Each entry in the block below needs to be copied out exactly.
------ Information given ------
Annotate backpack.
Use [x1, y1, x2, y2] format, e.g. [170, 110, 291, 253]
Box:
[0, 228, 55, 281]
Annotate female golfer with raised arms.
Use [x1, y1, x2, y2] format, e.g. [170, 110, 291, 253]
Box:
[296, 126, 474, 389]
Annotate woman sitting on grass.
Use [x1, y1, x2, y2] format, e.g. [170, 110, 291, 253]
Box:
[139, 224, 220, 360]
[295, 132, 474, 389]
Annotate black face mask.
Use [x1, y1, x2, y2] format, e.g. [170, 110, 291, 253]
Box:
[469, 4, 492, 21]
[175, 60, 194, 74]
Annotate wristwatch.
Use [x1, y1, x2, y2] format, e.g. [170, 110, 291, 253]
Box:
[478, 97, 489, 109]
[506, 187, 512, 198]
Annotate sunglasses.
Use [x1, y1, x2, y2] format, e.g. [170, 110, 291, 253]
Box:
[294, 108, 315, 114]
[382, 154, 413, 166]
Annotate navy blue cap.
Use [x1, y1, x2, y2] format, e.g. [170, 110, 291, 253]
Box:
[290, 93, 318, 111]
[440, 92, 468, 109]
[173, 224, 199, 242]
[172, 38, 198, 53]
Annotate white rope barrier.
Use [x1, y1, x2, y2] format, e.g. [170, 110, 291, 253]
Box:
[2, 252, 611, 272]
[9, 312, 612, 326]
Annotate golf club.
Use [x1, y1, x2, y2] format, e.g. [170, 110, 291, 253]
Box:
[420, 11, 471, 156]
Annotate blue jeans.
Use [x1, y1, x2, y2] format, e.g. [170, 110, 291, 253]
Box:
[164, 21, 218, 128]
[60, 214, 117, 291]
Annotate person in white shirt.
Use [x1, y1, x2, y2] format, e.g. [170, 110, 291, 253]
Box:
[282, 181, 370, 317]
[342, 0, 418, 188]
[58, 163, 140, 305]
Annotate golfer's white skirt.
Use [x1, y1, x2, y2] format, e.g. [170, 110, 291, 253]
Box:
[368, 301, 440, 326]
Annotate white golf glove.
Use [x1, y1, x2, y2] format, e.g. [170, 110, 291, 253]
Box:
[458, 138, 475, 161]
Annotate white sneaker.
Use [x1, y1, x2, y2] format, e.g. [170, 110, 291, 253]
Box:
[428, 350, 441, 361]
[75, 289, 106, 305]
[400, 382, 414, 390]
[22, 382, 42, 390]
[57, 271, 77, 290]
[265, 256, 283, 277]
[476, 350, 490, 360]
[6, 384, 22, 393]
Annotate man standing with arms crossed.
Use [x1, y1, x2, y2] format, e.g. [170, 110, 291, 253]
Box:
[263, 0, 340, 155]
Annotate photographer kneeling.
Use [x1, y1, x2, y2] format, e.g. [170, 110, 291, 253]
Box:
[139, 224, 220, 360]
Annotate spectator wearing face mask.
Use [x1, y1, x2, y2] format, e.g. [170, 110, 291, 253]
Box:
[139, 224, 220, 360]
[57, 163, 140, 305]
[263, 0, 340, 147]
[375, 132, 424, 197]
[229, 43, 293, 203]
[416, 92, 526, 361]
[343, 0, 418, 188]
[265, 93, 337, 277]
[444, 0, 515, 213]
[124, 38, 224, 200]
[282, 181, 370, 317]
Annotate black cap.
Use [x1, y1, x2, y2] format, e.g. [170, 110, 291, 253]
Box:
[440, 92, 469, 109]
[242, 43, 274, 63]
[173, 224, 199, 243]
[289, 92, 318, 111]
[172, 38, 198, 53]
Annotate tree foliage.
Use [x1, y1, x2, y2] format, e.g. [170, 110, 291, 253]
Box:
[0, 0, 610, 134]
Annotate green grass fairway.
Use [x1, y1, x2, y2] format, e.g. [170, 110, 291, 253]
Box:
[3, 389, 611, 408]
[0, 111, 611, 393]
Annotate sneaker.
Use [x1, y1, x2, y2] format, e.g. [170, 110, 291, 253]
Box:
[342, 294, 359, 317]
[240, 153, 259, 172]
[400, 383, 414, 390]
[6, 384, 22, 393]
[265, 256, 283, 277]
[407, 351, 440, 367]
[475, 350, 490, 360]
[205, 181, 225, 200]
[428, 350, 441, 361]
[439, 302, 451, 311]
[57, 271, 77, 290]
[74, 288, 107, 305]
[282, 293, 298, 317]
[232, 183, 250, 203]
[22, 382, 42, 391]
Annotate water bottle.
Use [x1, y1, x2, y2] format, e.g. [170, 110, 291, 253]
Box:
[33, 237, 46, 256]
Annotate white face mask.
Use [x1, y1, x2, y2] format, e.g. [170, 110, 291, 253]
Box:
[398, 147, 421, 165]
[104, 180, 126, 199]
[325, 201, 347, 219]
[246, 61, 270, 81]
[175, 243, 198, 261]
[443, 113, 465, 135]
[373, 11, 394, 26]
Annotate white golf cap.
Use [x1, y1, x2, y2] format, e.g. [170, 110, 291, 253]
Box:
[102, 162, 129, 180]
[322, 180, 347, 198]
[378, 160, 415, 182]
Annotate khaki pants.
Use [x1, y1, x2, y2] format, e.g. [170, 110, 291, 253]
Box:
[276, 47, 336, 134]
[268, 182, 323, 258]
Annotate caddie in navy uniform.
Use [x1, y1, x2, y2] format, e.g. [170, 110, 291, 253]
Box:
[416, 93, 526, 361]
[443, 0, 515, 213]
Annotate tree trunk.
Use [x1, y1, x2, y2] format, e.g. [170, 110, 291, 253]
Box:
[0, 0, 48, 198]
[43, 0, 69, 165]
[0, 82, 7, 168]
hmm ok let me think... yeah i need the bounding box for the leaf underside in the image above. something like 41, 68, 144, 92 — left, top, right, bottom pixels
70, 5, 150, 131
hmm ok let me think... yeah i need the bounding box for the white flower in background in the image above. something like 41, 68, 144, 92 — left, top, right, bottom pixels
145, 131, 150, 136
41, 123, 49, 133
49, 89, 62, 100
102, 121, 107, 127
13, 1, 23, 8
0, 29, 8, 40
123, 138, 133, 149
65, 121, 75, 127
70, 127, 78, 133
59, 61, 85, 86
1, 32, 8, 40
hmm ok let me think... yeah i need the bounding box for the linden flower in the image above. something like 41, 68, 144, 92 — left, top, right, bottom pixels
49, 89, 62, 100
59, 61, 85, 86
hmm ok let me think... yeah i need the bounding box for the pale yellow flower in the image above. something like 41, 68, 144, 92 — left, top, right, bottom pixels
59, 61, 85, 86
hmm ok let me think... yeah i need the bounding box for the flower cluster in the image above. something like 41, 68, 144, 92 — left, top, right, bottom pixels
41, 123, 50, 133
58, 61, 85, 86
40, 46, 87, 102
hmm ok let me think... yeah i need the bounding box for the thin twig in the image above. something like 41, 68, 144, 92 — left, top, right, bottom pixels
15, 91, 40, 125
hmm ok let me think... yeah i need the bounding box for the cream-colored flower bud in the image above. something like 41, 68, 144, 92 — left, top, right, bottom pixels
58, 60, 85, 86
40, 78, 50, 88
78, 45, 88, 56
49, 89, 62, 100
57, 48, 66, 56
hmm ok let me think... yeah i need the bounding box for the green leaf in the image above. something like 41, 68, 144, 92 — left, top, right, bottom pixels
------
* Solution for this task *
Annotate backpack.
Use [x1, y1, x2, y2] format, e.g. [170, 110, 291, 253]
Box:
[0, 228, 55, 281]
Annotate female golfer with raised arms.
Use [x1, y1, x2, y2] format, e.g. [170, 110, 291, 253]
Box:
[296, 126, 474, 389]
Annotate woman sitting on grass.
Use [x1, y1, x2, y2] format, e.g. [170, 110, 291, 253]
Box:
[139, 224, 220, 360]
[295, 132, 474, 389]
Annotate black face mask.
Use [x1, y1, x2, y2] format, e.g. [170, 110, 291, 253]
Box:
[469, 4, 492, 21]
[175, 60, 194, 74]
Annotate wristwatch.
Use [x1, y1, x2, y2] format, e.g. [170, 110, 291, 253]
Box:
[478, 97, 489, 109]
[506, 187, 512, 198]
Annotate sunglasses.
Use [x1, y1, x2, y2] format, e.g. [170, 110, 291, 253]
Box:
[294, 108, 315, 114]
[382, 154, 413, 166]
Annotate navy blue cap.
Use [x1, y1, x2, y2] format, e.g. [170, 110, 291, 253]
Box:
[290, 93, 318, 111]
[440, 92, 468, 109]
[173, 224, 199, 242]
[172, 38, 198, 53]
Annotate white rope barrier.
Use [x1, y1, x2, y2] format, e.g. [170, 110, 291, 253]
Box:
[2, 252, 611, 272]
[9, 312, 612, 326]
Annotate golf club.
Use [x1, y1, x2, y2] format, e.g. [170, 110, 291, 253]
Box:
[420, 11, 471, 156]
Annotate blue jeans.
Use [x1, y1, x2, y2] format, e.g. [170, 110, 291, 253]
Box:
[164, 21, 218, 128]
[60, 214, 117, 291]
Annotate person in white shirt.
Use [x1, y1, x2, y2] format, e.g. [170, 110, 291, 253]
Box:
[282, 181, 370, 317]
[342, 0, 418, 188]
[58, 163, 140, 305]
Annotate golfer's white skirt.
Use [x1, y1, x2, y2] format, e.g. [170, 110, 291, 253]
Box:
[368, 301, 440, 326]
Annotate white golf glove.
Use [x1, y1, x2, y2] format, e.g. [170, 110, 291, 253]
Box:
[458, 138, 475, 161]
Annotate white sneaker.
Use [x1, y1, x2, y2] format, e.g. [170, 110, 291, 253]
Box:
[428, 350, 441, 361]
[75, 289, 106, 305]
[400, 382, 414, 390]
[22, 382, 42, 390]
[57, 271, 77, 290]
[265, 256, 283, 277]
[476, 350, 490, 360]
[6, 384, 22, 393]
Annotate man standing with arms crossed.
Use [x1, y1, x2, y2] format, e.g. [170, 110, 291, 253]
Box:
[263, 0, 340, 155]
Annotate photographer kneeling.
Use [x1, y1, x2, y2] format, e.g. [170, 110, 291, 253]
Box:
[139, 224, 220, 360]
Annotate spectator wearing face mask.
Use [x1, y1, x2, y2] format, e.g. [170, 110, 291, 253]
Box:
[139, 224, 220, 360]
[57, 163, 140, 305]
[263, 0, 340, 147]
[375, 132, 424, 197]
[229, 43, 293, 203]
[416, 92, 526, 361]
[343, 0, 418, 188]
[265, 93, 337, 277]
[444, 0, 515, 213]
[124, 38, 224, 200]
[282, 181, 370, 317]
Annotate black cap.
Use [x1, y1, x2, y2] format, e.g. [170, 110, 291, 253]
Box:
[440, 92, 469, 109]
[242, 43, 274, 63]
[173, 224, 199, 243]
[289, 92, 318, 111]
[172, 38, 198, 53]
Annotate tree foliage.
Use [x1, y1, x2, y2] format, e.g. [170, 110, 291, 253]
Box:
[0, 0, 610, 134]
Annotate green grass fairway.
Use [x1, y1, x2, y2] format, e.g. [170, 110, 291, 253]
Box:
[3, 389, 611, 408]
[0, 111, 611, 393]
Annotate sneaker.
Use [x1, y1, x2, y2] format, e.g. [170, 110, 291, 253]
Box:
[342, 294, 359, 317]
[240, 153, 259, 172]
[400, 383, 414, 390]
[6, 384, 22, 393]
[265, 256, 283, 277]
[407, 351, 440, 367]
[475, 350, 490, 360]
[205, 181, 225, 200]
[428, 350, 441, 361]
[439, 302, 451, 311]
[57, 271, 77, 290]
[74, 288, 107, 305]
[282, 293, 298, 317]
[232, 183, 250, 203]
[22, 382, 42, 391]
Annotate water bottle.
Use [x1, y1, x2, y2] format, e.g. [170, 110, 291, 253]
Box:
[33, 237, 46, 256]
Annotate white face mask.
Use [x1, y1, x2, y2] format, e.g. [170, 110, 291, 253]
Box:
[398, 147, 421, 165]
[104, 180, 126, 199]
[325, 201, 347, 219]
[246, 61, 270, 81]
[175, 243, 198, 261]
[443, 113, 465, 135]
[373, 11, 394, 26]
Annotate white golf cap.
Use [x1, y1, x2, y2] format, e.g. [170, 110, 291, 253]
Box:
[102, 162, 129, 180]
[322, 180, 347, 198]
[378, 160, 415, 182]
Annotate khaki pants.
Use [x1, y1, x2, y2] format, e.g. [170, 110, 291, 253]
Box:
[276, 47, 336, 134]
[268, 182, 323, 258]
Annotate caddie in navy uniform.
Use [x1, y1, x2, y2] format, e.g. [170, 110, 291, 253]
Box:
[416, 93, 526, 361]
[443, 0, 515, 213]
Annotate tree trunk.
Use [x1, y1, x2, y2] format, e.g. [170, 110, 291, 253]
Box:
[0, 0, 48, 198]
[43, 0, 69, 165]
[0, 82, 7, 168]
hmm ok let me think... yeah i need the bounding box for the leaf underside in the image above. something like 41, 68, 144, 92 — left, top, right, bottom pixels
70, 5, 150, 131
hmm ok let me think... yeah i need the bounding box for the white flower in background in the image above. something like 41, 68, 144, 92 — left, top, right, bottom pixels
145, 131, 150, 136
41, 123, 49, 133
49, 89, 62, 100
102, 121, 107, 127
13, 1, 23, 8
0, 29, 8, 40
123, 138, 133, 149
65, 121, 75, 127
70, 127, 78, 133
59, 61, 85, 86
1, 32, 8, 40
hmm ok let me think... yeah i need the bounding box for the linden flower in the image above. something like 41, 68, 144, 92 — left, top, right, bottom pixels
49, 89, 62, 100
59, 61, 85, 86
hmm ok let me think... yeah i need the bounding box for the pale yellow flower in the image above. something like 41, 68, 144, 92 — left, top, right, bottom pixels
59, 61, 85, 86
hmm ok let me think... yeah i need the bounding box for the flower cluster in the image above. something like 41, 68, 144, 92 — left, top, right, bottom pixels
41, 123, 50, 133
58, 61, 85, 86
40, 46, 87, 102
hmm ok let me think... yeah i need the bounding box for the thin twig in the image above. something like 41, 68, 144, 92 — left, top, right, bottom pixels
15, 91, 40, 125
hmm ok let me think... yeah i need the bounding box for the cream-colored flower bud in the image above. something like 41, 68, 144, 92 — left, top, right, bottom pixels
58, 60, 85, 86
40, 78, 50, 88
78, 45, 88, 56
49, 89, 62, 100
57, 48, 66, 56
hmm ok let me think... yeah i need the bounding box for the green leaf in the image above. something like 41, 68, 144, 92 — left, top, right, bottom pixels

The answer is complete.